* _Selected passage_
Gone but not Forgotten


Sorry to say as we get older we lost another Classmate. Ginnie Livingston passed away this April, I was just informed. A few weeks before the Reunion she had a stroke & was not able to attend the Reunion. The Committee refunded her deposit & sent here a copy of the Memory Book & a Tee-shirt. I was told by one of her friends, at that time, that she really appreciated that.



Flipper AKA Rolf remembers PHIL PIKOFSKY





While Barry and I were recalling the suffering of that afternoon in the fall of 1957 at the hands of Chicago Vocational high school (see gridiron mayhem ). We thought of Dickie Hirsch.

Dickie was one of the few South Shore players that had "held his own" on that fateful afternoon. He had played center for offense and middle linebacker for the defense. But at one point he was kicked in the head by Dick Butkus and knocked out. He was carried to the sidelines in a daze and promptly demanded to be returned to the action. It was at this point the coaches decided that the mayhem should cease. Barry and I were both good friends with Dickie. Dickie and I would walk home every afternoon after football practice. Dickie wasn't just a great football player he was also an excellent student and a leader in the school government.

He graduated HS with honors and a scholastic/athletic scholarship to Harvard University. After college at Harvard he went to law school at Notre Dame and finally moved to San Francisco to practice.



as remembered by Mike Friduss and  Allan Frank


Lee Epstein was a good friend. He was the first of our little group to leave us. During high school and college he had a good time, drinking and smoking, just  carousing around.  During the first two years of college he went to Navy Pier  branch of the University of Illinois.

Then he came down to Champaign Urbana.  Lee and I didn't get much chance to get together during that time. He lived in a fraternity and I was struggling in my first years of veterinary medicine. We got together mostly when Mike came down to visit.


Lee eventually got a BA in Accounting and sometime in the late 1960s Lee found a new path for his life. Lee worked as comptroller at Weiss Memorial Hospital from about 1969-1972, then comptroller at Provident Hospital until about 1975, then finally at the American Hospital Association, where as I recall, he was the CFO. He was a very active member of IVI and was President sometime during the mid 70's. He was the Campaign Manager for Woods Bowman, who won election as a State Representative during this time.


While at Provident hospital. I think Lee learned the lesson of Chicago politics. Provident was owned by Cook County. Lee's financial management probably saved Provident Hospital from being closed down.


Lee worked hard to build the respect and influence of the IVI.   The IVI was a pioneer in the interview process of political candidates and political candidate forums. I would see Lee being interviewed on television I would say to myself do I know that guy? Under Lee's leadership the IVI would endorse a multitude of exceptional candidates for political office.

* _Required tasks_
1. According to the class memorial page, why did Lee Epstein and the writer seldom get together at Champaign Urbana? Answer in one to three sentences.
2. Summarize the class memorial page in three sentences.
3. Carry on the class memorial page from the point where it stops.
The records that follow are not needed to complete anything here.

* _Data extracts_
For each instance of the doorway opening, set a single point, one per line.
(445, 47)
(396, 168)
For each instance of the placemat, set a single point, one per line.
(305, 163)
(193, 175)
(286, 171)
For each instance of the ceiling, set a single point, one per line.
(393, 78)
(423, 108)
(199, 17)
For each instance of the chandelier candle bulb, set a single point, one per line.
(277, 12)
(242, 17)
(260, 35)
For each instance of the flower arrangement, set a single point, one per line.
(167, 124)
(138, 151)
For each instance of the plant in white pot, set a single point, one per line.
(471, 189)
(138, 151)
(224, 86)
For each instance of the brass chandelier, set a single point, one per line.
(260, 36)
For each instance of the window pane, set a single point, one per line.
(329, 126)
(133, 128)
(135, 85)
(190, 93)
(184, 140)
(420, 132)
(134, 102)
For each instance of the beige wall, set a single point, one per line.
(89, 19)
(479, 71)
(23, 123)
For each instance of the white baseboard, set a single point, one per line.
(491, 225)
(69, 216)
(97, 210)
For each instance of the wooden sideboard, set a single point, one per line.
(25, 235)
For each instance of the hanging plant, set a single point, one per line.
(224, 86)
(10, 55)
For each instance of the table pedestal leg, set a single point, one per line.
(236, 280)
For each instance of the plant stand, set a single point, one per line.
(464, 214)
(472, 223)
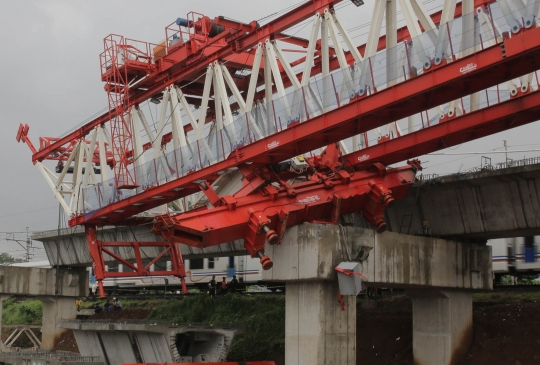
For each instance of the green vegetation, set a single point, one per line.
(6, 259)
(22, 312)
(507, 297)
(263, 315)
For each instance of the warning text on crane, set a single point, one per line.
(468, 68)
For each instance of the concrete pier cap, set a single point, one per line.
(439, 275)
(312, 251)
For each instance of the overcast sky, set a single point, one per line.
(50, 78)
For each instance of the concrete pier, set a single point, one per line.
(442, 326)
(441, 273)
(40, 284)
(317, 330)
(55, 308)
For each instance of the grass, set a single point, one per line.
(22, 312)
(507, 297)
(263, 315)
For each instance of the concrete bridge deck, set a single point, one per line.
(476, 206)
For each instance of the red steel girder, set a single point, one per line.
(512, 113)
(403, 34)
(98, 248)
(514, 57)
(265, 216)
(175, 74)
(211, 363)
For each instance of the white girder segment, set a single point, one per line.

* _Expected results_
1. Lee lived in a fraternity, while the writer was struggling through the first years of veterinary medicine. As a result, they got together mostly when Mike came down to visit.

2. Ginnie Livingston died in April after a stroke a few weeks before the reunion kept her from attending, and the Committee refunded her deposit and sent her a copy of the Memory Book and a T-shirt. Dickie Hirsch held his own in a 1957 game against Chicago Vocational until Dick Butkus kicked him in the head, and he later went to Harvard, attended law school at Notre Dame, and moved to San Francisco to practice. Lee Epstein, the first of a small group of friends to die, worked in finance at several hospitals and led the IVI, which endorsed many exceptional candidates under his leadership.

3.
LEE EPSTEIN died on June 15, 1979


PS: Lee had a Labrador retriever, named Augie that he loved very much. Augie had myesthia gravis ( the first case I had ever seen ). Lee took exceptional care of Augie.


This is a composite article, "I" refers to either or both, Mike or Allan !





I never thought I'd be writing this. Our lives were so different; Phil, safely taking over his family's furniture business, and me running pell mell into things most folks would run FROM. Forty years later, I am still here...and my health conscious, tennis playing friend is gone.


Phil and Michael Strauss were my closest pals from Horace Mann and into high school. Others came and went. I never lost touch with Phil. Everytime I'd return to Chicago to see my parents, I always went to see my old buddy. We'd make up for lost time, often measured in a year or more, and made plans to enjoy a cruise or a vacation together in the future.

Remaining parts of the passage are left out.